DIRECTIONS FOR THIS TASK | Continue the piece on pharmacist liability under Washington law after its last sentence.

We usually represent manufacturers, not pharmacies, in personal injury cases, so why should we care whether pharmacies can be on the hook? Well, if the pharmacy’s presence in the case prevents federal diversity jurisdiction, then solid case law shielding the pharmacy from liability will be crucial to our argument that the pharmacy was fraudulently/improperly joined. That is why we have blogged about pharmacy cases, including here and here, for example. Plus, the world is better off with a little less sloppy liability.

Now be prepared to argue that position in Washington state, because today’s case, Long v. Rite Aid Headquarters Corp., 2019 WL 1370442 (Wash. Ct. App. March 25, 2019), will be of service to the legion of defense hacks. The court held that when physicians prescribe medications for their patient, “it is the physician – a learned intermediary – and not the pharmacist who has the duty to advise the patient of potential adverse effects.” The pharmacy “had neither a general common law nor a statutory duty to warn” the plaintiff about the potential adverse side effects of a prescribed medication. It is a straightforward, unsurprising ruling, but the convoluted course of Washington law made it a little bit more complicated.

DATA |
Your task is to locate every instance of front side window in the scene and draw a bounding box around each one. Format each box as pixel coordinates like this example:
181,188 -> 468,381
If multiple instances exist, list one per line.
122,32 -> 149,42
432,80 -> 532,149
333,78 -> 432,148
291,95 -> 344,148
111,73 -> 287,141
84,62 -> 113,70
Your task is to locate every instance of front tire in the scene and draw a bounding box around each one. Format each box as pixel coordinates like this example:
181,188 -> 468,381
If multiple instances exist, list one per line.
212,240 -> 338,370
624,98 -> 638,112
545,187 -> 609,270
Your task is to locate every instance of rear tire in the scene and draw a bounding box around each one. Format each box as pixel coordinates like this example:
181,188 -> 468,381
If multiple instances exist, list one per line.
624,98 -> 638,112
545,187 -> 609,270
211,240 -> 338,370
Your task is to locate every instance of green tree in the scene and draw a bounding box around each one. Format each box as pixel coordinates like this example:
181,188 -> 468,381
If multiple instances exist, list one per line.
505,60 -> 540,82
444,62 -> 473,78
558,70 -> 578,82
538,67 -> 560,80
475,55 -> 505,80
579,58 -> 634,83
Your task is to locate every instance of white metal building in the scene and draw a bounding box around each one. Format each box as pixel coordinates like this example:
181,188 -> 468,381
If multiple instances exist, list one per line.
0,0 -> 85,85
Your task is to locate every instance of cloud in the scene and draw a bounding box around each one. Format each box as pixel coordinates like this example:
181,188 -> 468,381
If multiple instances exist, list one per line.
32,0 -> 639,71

ANSWER SECTION |
The plaintiff took an antibiotic for a tooth abscess. The label for the antibiotic warned that the antibiotic could cause diarrhea (no surprise there) but if that happens, the patient should not take antidiarrheal products. In the long case, the patient did develop diarrhea, did take Imodium, an antidiarrheal product, and did become exceedingly ill – so much so that doctors ended up performing an ileostomy and removing the plaintiff’s large colon. The plaintiff sued doctors, hospitals, and the pharmacy. The pharmacy filed a motion to dismiss.

The plaintiff claimed that the pharmacy breached the accepted standard of care when its pharmacists failed to warn her of the adverse side effects of the antibiotic. She relied on a Washington law requiring the pharmacist to “directly counsel the patient or patient’s agent on the use of drugs or devices.” The law also requires the pharmacist to “determine the amount of counseling that is reasonable and necessary under the circumstance[s].” To support her argument, the plaintiff hired an expert pharmacist to opine that Washington’s phramacy counseling requirement “at a minimum must include the most significant warnings of the drug.”

The pharmacy cited Washington’s adherence to the learned intermediary doctrine. Under that doctrine, even if pharmacists have “a duty to accurately fill a prescription, and to be alert for clear errors and mistakes,’ pharmacists do not “have a duty to question a judgment made by the physician as to the propriety of a prescription or to warn customers of the hazardous side effects associated with a drug.”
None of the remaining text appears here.